** Provided information **
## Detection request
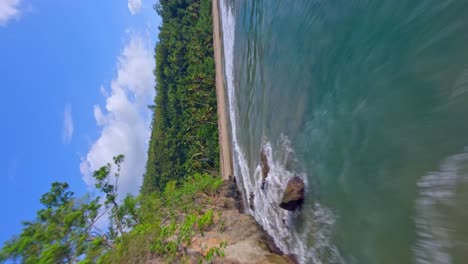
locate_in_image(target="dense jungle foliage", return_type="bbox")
[0,0,226,264]
[141,0,219,193]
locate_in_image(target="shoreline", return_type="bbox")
[212,0,234,180]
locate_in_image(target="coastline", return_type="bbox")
[212,0,234,180]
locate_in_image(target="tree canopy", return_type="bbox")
[141,0,219,193]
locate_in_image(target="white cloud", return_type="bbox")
[62,104,73,145]
[128,0,141,15]
[0,0,20,26]
[80,35,154,195]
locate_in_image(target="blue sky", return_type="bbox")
[0,0,160,244]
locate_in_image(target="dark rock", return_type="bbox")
[249,192,255,211]
[260,149,270,190]
[280,176,304,211]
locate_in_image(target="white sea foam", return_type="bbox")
[220,0,342,263]
[414,148,468,264]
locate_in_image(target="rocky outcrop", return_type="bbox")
[260,149,270,190]
[188,178,296,264]
[280,176,304,211]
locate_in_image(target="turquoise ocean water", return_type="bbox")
[221,0,468,264]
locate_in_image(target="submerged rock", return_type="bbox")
[260,149,270,190]
[280,176,304,211]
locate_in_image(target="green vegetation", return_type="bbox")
[0,155,226,264]
[141,0,219,193]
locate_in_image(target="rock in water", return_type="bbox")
[280,176,304,211]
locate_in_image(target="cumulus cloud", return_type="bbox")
[62,104,73,145]
[80,35,154,197]
[128,0,141,15]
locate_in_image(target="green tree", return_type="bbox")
[0,155,134,264]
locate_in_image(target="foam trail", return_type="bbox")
[220,0,342,263]
[414,148,468,264]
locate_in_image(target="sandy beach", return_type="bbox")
[212,0,234,180]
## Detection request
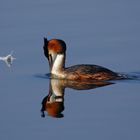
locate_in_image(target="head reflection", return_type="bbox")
[41,79,113,118]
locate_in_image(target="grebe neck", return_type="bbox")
[51,54,65,76]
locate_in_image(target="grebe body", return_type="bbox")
[43,38,122,81]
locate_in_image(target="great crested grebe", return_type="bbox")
[43,38,123,81]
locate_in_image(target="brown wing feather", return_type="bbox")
[66,65,118,80]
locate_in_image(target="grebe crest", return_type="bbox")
[43,38,122,81]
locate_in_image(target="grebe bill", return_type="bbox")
[43,38,123,81]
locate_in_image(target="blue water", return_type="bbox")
[0,0,140,140]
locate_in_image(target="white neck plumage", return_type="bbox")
[51,54,65,76]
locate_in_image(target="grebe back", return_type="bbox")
[43,38,123,81]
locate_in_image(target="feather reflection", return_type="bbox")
[41,79,114,118]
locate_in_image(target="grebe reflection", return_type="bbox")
[43,38,124,81]
[41,79,113,118]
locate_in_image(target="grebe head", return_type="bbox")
[43,38,66,70]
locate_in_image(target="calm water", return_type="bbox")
[0,0,140,140]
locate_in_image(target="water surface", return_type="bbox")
[0,0,140,140]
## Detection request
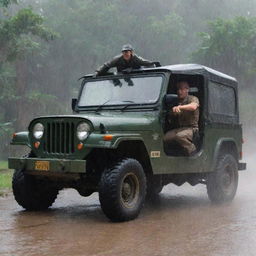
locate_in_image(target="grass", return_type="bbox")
[0,161,8,171]
[0,161,13,196]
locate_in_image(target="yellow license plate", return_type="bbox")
[35,161,50,171]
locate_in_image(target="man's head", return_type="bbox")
[177,81,189,100]
[122,44,133,61]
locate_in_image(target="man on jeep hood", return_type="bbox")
[96,44,154,75]
[164,81,199,156]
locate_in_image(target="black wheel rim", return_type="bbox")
[221,165,236,195]
[120,173,140,208]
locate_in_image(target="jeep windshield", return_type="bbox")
[78,75,163,110]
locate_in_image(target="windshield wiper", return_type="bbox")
[95,100,111,112]
[121,100,135,111]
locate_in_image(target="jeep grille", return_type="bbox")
[44,122,75,154]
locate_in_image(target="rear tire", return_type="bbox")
[207,154,238,203]
[12,169,58,211]
[99,158,146,222]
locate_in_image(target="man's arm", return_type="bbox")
[96,55,121,75]
[172,96,199,113]
[172,102,199,113]
[133,55,154,67]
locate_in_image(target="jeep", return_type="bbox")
[9,64,246,221]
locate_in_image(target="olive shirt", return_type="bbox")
[171,95,199,128]
[96,54,154,74]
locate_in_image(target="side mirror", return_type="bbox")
[164,94,178,106]
[71,99,77,111]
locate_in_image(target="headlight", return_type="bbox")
[33,123,44,140]
[76,123,90,140]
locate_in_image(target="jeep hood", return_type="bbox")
[32,112,158,131]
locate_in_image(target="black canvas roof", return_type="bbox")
[143,64,237,86]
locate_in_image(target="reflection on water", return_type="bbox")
[0,151,256,256]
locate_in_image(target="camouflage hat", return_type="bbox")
[122,44,133,52]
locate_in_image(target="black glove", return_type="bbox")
[153,61,161,67]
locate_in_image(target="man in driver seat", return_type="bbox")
[164,81,199,156]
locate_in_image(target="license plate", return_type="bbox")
[35,161,50,171]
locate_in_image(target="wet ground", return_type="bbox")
[0,153,256,256]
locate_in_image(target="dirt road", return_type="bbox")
[0,153,256,256]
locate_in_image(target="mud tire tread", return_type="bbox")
[99,158,146,222]
[12,169,58,211]
[206,154,238,203]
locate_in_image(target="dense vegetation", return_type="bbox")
[0,0,256,158]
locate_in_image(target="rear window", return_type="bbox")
[208,82,237,123]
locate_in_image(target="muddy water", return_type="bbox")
[0,153,256,256]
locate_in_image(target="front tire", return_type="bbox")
[99,158,146,221]
[207,154,238,203]
[12,169,58,211]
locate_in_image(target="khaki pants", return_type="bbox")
[164,127,196,155]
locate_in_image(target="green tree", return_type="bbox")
[193,17,256,88]
[0,6,55,129]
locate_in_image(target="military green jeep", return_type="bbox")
[9,64,246,221]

** Request **
Leave every image out, and retype the material exactly.

** Answer to the exercise **
## Detection request
locate_in_image(target="dense jungle foliage", return_type="bbox")
[0,0,226,264]
[141,0,219,193]
locate_in_image(target="shoreline", return_type="bbox")
[212,0,234,180]
locate_in_image(target="coastline", return_type="bbox")
[212,0,234,180]
locate_in_image(target="tree canopy", return_type="bbox")
[141,0,219,193]
locate_in_image(target="white cloud", return_type="bbox")
[62,104,73,145]
[128,0,141,15]
[0,0,20,26]
[80,35,154,195]
locate_in_image(target="blue sky", return_type="bbox")
[0,0,160,244]
locate_in_image(target="dark rock", return_type="bbox")
[249,192,255,211]
[260,149,270,190]
[280,176,304,211]
locate_in_image(target="white sea foam", return_type="bbox")
[220,0,342,263]
[414,148,468,264]
locate_in_image(target="rocky outcrop", return_type="bbox")
[260,149,270,190]
[188,178,296,264]
[280,176,304,211]
locate_in_image(target="turquoise ocean water", return_type="bbox")
[221,0,468,264]
locate_in_image(target="submerged rock", return_type="bbox")
[260,149,270,190]
[280,176,304,211]
locate_in_image(target="green vegetation", return_type="bbox")
[0,155,226,264]
[141,0,219,193]
locate_in_image(target="rock in water", return_type="bbox")
[280,176,304,211]
locate_in_image(target="cumulus cloud", return_type="bbox")
[62,104,73,145]
[80,35,154,197]
[128,0,141,15]
locate_in_image(target="green tree", return_type="bbox")
[0,155,134,264]
locate_in_image(target="foam trail", return_type="bbox")
[220,0,342,263]
[414,148,468,264]
locate_in_image(target="sandy beach", return_type="bbox")
[212,0,234,180]
## Detection request
locate_in_image(target="head reflection", return_type="bbox")
[41,79,113,118]
locate_in_image(target="grebe neck", return_type="bbox")
[51,54,65,76]
locate_in_image(target="grebe body", return_type="bbox")
[43,38,122,81]
locate_in_image(target="great crested grebe", return_type="bbox")
[43,38,123,81]
locate_in_image(target="brown wing feather", return_type="bbox")
[66,65,118,80]
locate_in_image(target="grebe crest", return_type="bbox")
[43,38,122,81]
locate_in_image(target="grebe bill", return_type="bbox")
[43,38,123,81]
locate_in_image(target="blue water", return_type="bbox")
[0,0,140,140]
locate_in_image(target="white neck plumage", return_type="bbox")
[51,54,65,76]
locate_in_image(target="grebe back", return_type="bbox")
[43,38,123,81]
locate_in_image(target="feather reflection", return_type="bbox")
[41,79,114,118]
locate_in_image(target="grebe reflection", return_type="bbox")
[43,38,124,81]
[41,79,113,118]
locate_in_image(target="grebe head", return_type="bbox")
[43,38,66,70]
locate_in_image(target="calm water", return_type="bbox")
[0,0,140,140]
locate_in_image(target="water surface", return_type="bbox")
[0,0,140,140]
## Detection request
locate_in_image(target="grass", return_type="bbox")
[0,161,8,171]
[0,161,13,196]
locate_in_image(target="yellow license plate", return_type="bbox")
[35,161,50,171]
locate_in_image(target="man's head", return_type="bbox")
[177,81,189,100]
[122,44,133,61]
locate_in_image(target="man on jeep hood", return_type="bbox")
[96,44,154,75]
[164,81,199,156]
locate_in_image(target="black wheel rim", return_type="bbox")
[221,165,236,195]
[120,173,140,208]
locate_in_image(target="jeep windshield", return_type="bbox")
[78,75,163,110]
locate_in_image(target="windshield wiper", return_type="bbox")
[95,100,111,112]
[121,100,135,111]
locate_in_image(target="jeep grille", return_type="bbox")
[44,122,75,154]
locate_in_image(target="rear tire", return_type="bbox")
[207,154,238,203]
[12,169,58,211]
[99,158,146,222]
locate_in_image(target="man's arm", return_type="bbox")
[96,55,121,75]
[172,96,199,113]
[172,102,199,113]
[133,55,154,67]
locate_in_image(target="jeep", return_type="bbox")
[9,64,246,221]
locate_in_image(target="olive shirt", return_type="bbox")
[171,95,199,128]
[96,54,154,74]
locate_in_image(target="side mirror", return_type="bbox")
[164,94,178,106]
[71,99,77,111]
locate_in_image(target="headlight", return_type="bbox")
[33,123,44,140]
[76,123,90,140]
locate_in_image(target="jeep hood", return_type="bbox")
[32,112,158,131]
locate_in_image(target="black canvas roof", return_type="bbox")
[143,64,237,86]
locate_in_image(target="reflection on water", return_type="bbox")
[0,151,256,256]
locate_in_image(target="camouflage hat", return_type="bbox")
[122,44,133,52]
locate_in_image(target="black glove", return_type="bbox")
[153,61,161,67]
locate_in_image(target="man in driver seat", return_type="bbox")
[164,81,199,156]
locate_in_image(target="license plate", return_type="bbox")
[35,161,50,171]
locate_in_image(target="wet ground", return_type="bbox")
[0,153,256,256]
locate_in_image(target="dirt road", return_type="bbox")
[0,153,256,256]
locate_in_image(target="mud tire tread", return_type="bbox")
[99,158,146,222]
[12,169,58,211]
[206,154,238,203]
locate_in_image(target="dense vegetation", return_type="bbox")
[0,0,256,158]
locate_in_image(target="rear window", return_type="bbox")
[208,82,237,123]
locate_in_image(target="muddy water", return_type="bbox")
[0,153,256,256]
locate_in_image(target="front tire", return_type="bbox")
[99,158,146,221]
[207,154,238,203]
[12,169,58,211]
locate_in_image(target="khaki pants", return_type="bbox")
[164,127,196,155]
locate_in_image(target="green tree", return_type="bbox")
[193,17,256,88]
[0,6,55,129]
locate_in_image(target="military green jeep", return_type="bbox")
[9,64,246,221]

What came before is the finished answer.